Task details: Write out every record below exactly as given. Leave the pictures out.

Referring expression pointing data:
◇ ◇ ◇ ◇

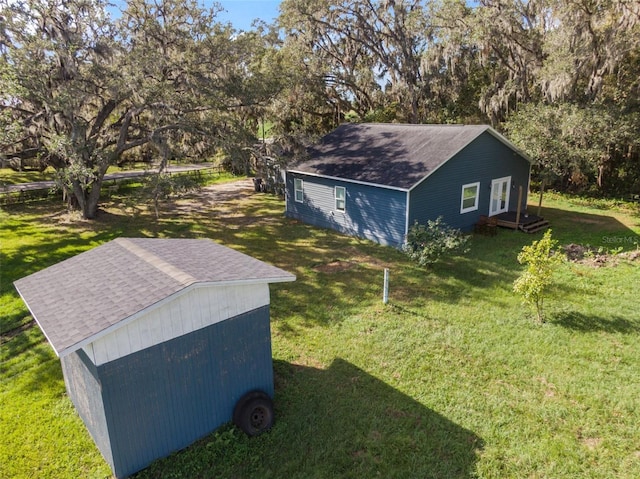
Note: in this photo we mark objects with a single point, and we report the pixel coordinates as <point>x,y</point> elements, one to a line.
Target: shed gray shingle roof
<point>396,155</point>
<point>80,297</point>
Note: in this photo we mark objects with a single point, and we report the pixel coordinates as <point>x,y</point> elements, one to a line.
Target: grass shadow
<point>591,324</point>
<point>334,422</point>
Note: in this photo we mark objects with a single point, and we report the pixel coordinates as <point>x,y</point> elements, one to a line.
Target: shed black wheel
<point>254,413</point>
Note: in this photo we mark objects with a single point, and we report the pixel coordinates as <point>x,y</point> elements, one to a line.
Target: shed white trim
<point>195,309</point>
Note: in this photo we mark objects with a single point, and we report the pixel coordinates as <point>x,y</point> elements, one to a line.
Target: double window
<point>469,199</point>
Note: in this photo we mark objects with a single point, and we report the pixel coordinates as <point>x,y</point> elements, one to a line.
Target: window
<point>341,198</point>
<point>470,194</point>
<point>298,187</point>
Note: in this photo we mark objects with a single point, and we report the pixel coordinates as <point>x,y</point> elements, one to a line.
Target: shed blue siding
<point>165,397</point>
<point>483,160</point>
<point>373,213</point>
<point>84,389</point>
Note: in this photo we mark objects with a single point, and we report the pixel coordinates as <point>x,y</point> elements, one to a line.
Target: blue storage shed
<point>159,340</point>
<point>376,180</point>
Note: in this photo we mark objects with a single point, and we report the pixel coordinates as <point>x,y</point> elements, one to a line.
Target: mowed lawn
<point>452,379</point>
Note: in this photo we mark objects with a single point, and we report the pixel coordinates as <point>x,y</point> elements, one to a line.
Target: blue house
<point>376,180</point>
<point>161,341</point>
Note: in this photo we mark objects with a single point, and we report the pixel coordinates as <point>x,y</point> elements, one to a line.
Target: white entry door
<point>500,189</point>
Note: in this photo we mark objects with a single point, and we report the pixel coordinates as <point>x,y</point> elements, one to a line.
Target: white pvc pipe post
<point>385,291</point>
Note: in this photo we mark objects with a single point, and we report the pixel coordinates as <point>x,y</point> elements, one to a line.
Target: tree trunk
<point>87,199</point>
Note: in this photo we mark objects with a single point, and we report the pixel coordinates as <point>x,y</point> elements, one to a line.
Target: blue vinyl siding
<point>374,213</point>
<point>165,397</point>
<point>483,160</point>
<point>84,390</point>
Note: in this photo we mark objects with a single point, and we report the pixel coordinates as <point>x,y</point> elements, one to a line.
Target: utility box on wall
<point>159,340</point>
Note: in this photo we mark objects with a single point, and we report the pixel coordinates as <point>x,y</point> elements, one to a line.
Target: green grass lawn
<point>451,379</point>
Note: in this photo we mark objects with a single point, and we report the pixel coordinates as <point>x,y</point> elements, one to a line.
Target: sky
<point>241,13</point>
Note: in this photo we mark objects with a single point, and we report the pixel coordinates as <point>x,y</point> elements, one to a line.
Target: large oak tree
<point>79,88</point>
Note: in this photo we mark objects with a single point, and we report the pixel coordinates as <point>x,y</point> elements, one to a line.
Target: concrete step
<point>540,225</point>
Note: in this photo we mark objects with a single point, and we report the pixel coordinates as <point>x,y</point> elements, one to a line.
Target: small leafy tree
<point>541,261</point>
<point>427,243</point>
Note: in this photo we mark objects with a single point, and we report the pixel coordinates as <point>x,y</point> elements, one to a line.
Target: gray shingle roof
<point>80,297</point>
<point>396,155</point>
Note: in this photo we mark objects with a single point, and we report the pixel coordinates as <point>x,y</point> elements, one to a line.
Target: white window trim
<point>344,198</point>
<point>475,204</point>
<point>298,190</point>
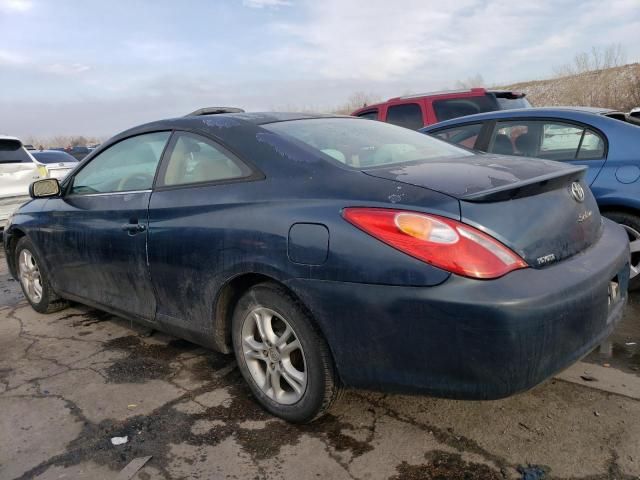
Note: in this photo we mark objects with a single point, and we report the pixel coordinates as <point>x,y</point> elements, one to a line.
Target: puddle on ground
<point>145,361</point>
<point>446,466</point>
<point>259,434</point>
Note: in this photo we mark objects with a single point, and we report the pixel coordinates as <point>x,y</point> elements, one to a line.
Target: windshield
<point>360,144</point>
<point>12,151</point>
<point>53,157</point>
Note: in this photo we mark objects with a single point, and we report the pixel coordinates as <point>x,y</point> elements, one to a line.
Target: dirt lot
<point>71,381</point>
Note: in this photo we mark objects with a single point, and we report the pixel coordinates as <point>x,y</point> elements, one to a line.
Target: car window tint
<point>12,151</point>
<point>126,166</point>
<point>195,159</point>
<point>592,146</point>
<point>54,157</point>
<point>465,135</point>
<point>552,140</point>
<point>560,141</point>
<point>359,144</point>
<point>460,107</point>
<point>370,115</point>
<point>408,115</point>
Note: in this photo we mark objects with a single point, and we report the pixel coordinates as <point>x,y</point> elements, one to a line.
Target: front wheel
<point>34,280</point>
<point>631,223</point>
<point>282,356</point>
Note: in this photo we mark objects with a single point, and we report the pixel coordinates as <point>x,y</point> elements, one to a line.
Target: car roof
<point>261,118</point>
<point>8,137</point>
<point>50,150</point>
<point>221,120</point>
<point>568,112</point>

◇ ◇ ◇ ◇

Output for this task:
Note: in this photo we mark objects with a single point, and we report the pixel coordinates as <point>x,y</point> elements, one to a line.
Target: shed gray shingle roof
<point>396,155</point>
<point>80,297</point>
Note: in this photo we mark objects with a single point, and we report the pixel coordinates as <point>x,y</point> elements, one to a line.
Target: grass shadow
<point>591,324</point>
<point>334,422</point>
Note: in this photo we mark objects with a single point, and we report the pixel coordinates as <point>x,y</point> elements, one to a line.
Target: shed black wheel
<point>254,413</point>
Note: in this photo we mark objects with a single point, and we report the pixel coordinates as <point>x,y</point> elements, one to a line.
Target: shed white trim
<point>195,309</point>
Note: in this photo we mark objects with a single point, and we report the pixel coordinates as <point>x,y</point> elements, one to a line.
Target: double window
<point>469,199</point>
Note: in this photo we mark objects with a single point, and we report the pixel coordinates as <point>x,y</point> elements, one to a line.
Target: window
<point>341,198</point>
<point>470,194</point>
<point>298,187</point>
Note: in this photo we mark objects with a single point, and we report the pixel coordinates as <point>x,y</point> elements, one to a line.
Target: shed blue siding
<point>165,397</point>
<point>483,160</point>
<point>373,213</point>
<point>84,389</point>
Note: in this photo we mark objects with a single point, and we report the pixel coordinates as <point>x,y</point> elements, one to a line.
Target: blue storage shed
<point>159,340</point>
<point>376,180</point>
Note: in this photo we mark objects with a single point, and we report the pixel coordinates as <point>x,y</point> elements, one to a line.
Target: mowed lawn
<point>452,379</point>
Note: in this photo we mark objects with a single point, and we report the pixel coordinates as <point>x,y</point> elements, one to a line.
Target: blue house
<point>376,180</point>
<point>161,341</point>
Note: in this photo we mark objects with a single point, and we report the pixel coordinates as <point>x,y</point> elements, one to a line.
Target: white entry door
<point>500,189</point>
Note: in this photo we mark objects with a single point, and we report the pixel coordinates as <point>x,y</point> elements, one to a line.
Target: white pvc pipe post
<point>385,291</point>
Note: in this photo we mark objects with a single point, and we report the pixel coordinates as <point>x,y</point> elements, one to a line.
Target: tree trunk
<point>87,199</point>
Note: in this photo we mark objects with a single point, and we report the pixel coordinates as <point>x,y</point> elements, one to a line.
Target: blue vinyl siding
<point>374,213</point>
<point>165,397</point>
<point>483,160</point>
<point>84,390</point>
Note: in this photo we mark objects with a single point, and we report the pixel coordinates as <point>x,y</point> elements, one to a line.
Target: utility box on wall
<point>159,340</point>
Note: in this photo we mark objects with a single point, and we report the pixel coordinates as <point>x,y</point> elements, one to a line.
Target: green grass lawn
<point>451,379</point>
Note: in this photo we mark objects with a single point, and we report the pixel coordinates as <point>x,y</point> elements, one to a line.
Target: sky
<point>241,13</point>
Note: in this photo we mark objects with a single point, and we report the pixel coordinates as <point>x,y</point> elements, one to a line.
Target: large oak tree
<point>79,88</point>
Note: in this photo we mark objects with a single point, and we report the pixel coordinates as <point>x,y</point> elements, one to a line.
Target: concrete step
<point>540,225</point>
Note: in this photo we mark objects with a single point, and we report the pixel coordinates as <point>x,y</point> elements, one to a line.
Target: small leafy tree
<point>541,261</point>
<point>427,243</point>
Note: in this photo we mark objects with a single point, and we report the pixel coordinates as <point>x,y</point> elements, one to a line.
Target: gray shingle roof
<point>80,297</point>
<point>396,155</point>
Note: in this photo we mark objects with a single point, and we report the pixel coordinates as <point>x,y</point> elements, one to a line.
Target: white window trim
<point>344,198</point>
<point>475,204</point>
<point>298,190</point>
Note: in this photo we mark objects with a single point, and we report the pixel coordinates as <point>x,y</point> elements, one to a line.
Target: puddle on ground
<point>145,361</point>
<point>446,466</point>
<point>259,434</point>
Note: in this photo we mark objects with a single point, and we report the pixel coordinates as <point>x,y</point> elements, one to a line.
Target: windshield
<point>360,144</point>
<point>12,151</point>
<point>53,157</point>
Note: in this photo we mark objects with a single point, and we report the pixel coordinates as <point>x,y</point> elements, one to a line.
Target: dirt lot
<point>71,381</point>
Note: in this photo we mark objects with a single point, and we report the pixel coordinates as <point>x,y</point> elements, one to a line.
Target: car window tint
<point>12,151</point>
<point>126,166</point>
<point>195,159</point>
<point>592,146</point>
<point>54,157</point>
<point>465,135</point>
<point>552,140</point>
<point>560,141</point>
<point>359,144</point>
<point>460,107</point>
<point>370,115</point>
<point>408,115</point>
Note: in this photo we mark objects with a single point, and we report the pixel coordinates as <point>x,y</point> elements, one to a line.
Target: front wheel
<point>34,280</point>
<point>631,223</point>
<point>282,356</point>
Note: in this photo we mark objects with a single point, and we report the pixel coordinates as <point>x,y</point> elements, one to a line.
Target: car roof
<point>261,118</point>
<point>8,137</point>
<point>50,150</point>
<point>221,120</point>
<point>568,112</point>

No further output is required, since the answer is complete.